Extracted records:
↓

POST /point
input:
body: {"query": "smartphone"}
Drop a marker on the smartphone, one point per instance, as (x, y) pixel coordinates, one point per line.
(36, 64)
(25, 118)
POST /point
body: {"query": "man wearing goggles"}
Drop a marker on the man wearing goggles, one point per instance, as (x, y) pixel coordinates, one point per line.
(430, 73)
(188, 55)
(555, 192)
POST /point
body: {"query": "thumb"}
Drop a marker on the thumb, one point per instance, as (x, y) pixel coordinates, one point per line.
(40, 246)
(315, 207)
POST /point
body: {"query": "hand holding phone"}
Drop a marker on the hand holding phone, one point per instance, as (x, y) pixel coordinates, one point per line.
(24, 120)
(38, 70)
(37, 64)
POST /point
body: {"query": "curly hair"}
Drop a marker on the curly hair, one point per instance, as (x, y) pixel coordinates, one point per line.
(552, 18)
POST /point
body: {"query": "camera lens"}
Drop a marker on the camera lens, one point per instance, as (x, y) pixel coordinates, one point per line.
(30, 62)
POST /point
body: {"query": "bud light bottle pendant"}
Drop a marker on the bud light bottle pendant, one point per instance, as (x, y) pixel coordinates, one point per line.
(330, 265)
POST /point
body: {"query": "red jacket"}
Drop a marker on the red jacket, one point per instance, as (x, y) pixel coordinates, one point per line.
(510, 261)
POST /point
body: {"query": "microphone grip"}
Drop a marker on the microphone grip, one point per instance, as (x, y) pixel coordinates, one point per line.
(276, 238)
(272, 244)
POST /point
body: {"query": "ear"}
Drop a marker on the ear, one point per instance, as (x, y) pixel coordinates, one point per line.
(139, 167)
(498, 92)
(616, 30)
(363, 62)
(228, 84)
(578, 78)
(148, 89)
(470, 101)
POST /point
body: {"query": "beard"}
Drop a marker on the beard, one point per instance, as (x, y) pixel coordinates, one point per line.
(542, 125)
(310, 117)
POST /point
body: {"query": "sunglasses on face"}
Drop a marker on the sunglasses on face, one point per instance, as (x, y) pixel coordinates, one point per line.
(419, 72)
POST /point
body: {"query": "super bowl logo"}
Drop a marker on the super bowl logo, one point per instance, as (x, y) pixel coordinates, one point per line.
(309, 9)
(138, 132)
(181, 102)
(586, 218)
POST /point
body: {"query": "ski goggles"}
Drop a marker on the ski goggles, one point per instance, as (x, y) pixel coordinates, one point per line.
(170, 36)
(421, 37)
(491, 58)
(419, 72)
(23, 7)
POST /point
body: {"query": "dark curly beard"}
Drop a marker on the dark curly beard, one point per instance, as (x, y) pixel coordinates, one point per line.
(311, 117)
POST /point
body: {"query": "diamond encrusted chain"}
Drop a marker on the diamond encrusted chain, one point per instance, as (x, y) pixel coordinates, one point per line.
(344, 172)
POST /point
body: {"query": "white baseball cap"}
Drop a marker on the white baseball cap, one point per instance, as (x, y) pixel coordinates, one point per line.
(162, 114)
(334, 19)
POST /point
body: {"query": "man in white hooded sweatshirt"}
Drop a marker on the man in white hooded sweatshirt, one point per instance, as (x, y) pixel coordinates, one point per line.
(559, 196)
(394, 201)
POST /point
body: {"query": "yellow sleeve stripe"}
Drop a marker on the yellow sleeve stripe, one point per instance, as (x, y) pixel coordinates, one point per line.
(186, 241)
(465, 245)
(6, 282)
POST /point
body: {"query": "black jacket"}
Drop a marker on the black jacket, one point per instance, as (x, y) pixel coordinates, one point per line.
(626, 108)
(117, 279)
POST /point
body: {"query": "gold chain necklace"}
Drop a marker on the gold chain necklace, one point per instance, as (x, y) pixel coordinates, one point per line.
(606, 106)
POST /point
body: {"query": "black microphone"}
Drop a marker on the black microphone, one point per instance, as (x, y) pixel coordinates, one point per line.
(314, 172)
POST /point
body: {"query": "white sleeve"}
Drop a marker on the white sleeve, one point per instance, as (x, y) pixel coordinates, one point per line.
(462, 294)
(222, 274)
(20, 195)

↑
↓

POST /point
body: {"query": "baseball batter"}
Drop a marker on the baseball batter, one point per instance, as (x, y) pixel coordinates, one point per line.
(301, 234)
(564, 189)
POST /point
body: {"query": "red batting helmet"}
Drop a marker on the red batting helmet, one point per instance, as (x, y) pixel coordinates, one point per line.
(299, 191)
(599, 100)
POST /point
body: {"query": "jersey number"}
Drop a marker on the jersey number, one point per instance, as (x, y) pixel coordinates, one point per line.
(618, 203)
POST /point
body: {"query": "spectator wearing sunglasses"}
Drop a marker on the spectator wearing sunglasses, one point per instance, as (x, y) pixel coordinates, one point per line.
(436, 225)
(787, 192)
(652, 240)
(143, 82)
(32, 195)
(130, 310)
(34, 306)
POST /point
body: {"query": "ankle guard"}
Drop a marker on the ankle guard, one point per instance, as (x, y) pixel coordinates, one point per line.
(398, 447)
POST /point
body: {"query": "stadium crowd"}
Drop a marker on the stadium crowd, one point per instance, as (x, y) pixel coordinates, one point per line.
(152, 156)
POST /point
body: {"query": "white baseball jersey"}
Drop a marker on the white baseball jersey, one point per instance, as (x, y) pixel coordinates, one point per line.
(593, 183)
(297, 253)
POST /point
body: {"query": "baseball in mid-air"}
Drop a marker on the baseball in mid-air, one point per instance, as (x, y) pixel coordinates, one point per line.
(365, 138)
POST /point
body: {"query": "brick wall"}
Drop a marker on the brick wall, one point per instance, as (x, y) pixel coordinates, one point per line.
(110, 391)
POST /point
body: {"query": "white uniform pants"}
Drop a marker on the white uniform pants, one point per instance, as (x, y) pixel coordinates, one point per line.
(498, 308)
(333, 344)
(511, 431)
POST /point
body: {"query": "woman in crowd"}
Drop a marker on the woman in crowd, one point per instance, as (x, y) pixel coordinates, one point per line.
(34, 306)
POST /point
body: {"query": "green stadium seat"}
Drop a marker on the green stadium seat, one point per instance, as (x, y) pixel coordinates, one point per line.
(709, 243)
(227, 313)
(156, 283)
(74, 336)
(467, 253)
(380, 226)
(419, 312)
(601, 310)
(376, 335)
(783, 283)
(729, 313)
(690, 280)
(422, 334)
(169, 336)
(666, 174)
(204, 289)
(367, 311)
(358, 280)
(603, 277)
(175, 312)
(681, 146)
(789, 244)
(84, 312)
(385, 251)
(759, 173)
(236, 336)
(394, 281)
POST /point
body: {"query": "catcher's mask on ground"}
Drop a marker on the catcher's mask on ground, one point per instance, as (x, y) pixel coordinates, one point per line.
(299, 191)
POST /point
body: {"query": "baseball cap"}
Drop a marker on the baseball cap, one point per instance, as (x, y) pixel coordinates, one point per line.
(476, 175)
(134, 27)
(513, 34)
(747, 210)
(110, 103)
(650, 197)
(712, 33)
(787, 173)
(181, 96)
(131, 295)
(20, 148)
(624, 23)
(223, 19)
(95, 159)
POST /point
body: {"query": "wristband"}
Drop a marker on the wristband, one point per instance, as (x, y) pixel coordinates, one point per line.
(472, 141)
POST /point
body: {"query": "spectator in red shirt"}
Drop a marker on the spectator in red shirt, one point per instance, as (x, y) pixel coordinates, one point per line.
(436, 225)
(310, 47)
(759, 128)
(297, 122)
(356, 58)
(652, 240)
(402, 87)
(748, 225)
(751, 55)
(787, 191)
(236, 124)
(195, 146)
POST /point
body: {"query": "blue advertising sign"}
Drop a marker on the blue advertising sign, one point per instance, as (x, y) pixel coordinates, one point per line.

↑

Tally the lines of the data that contain the string "blue" and report the total alone.

2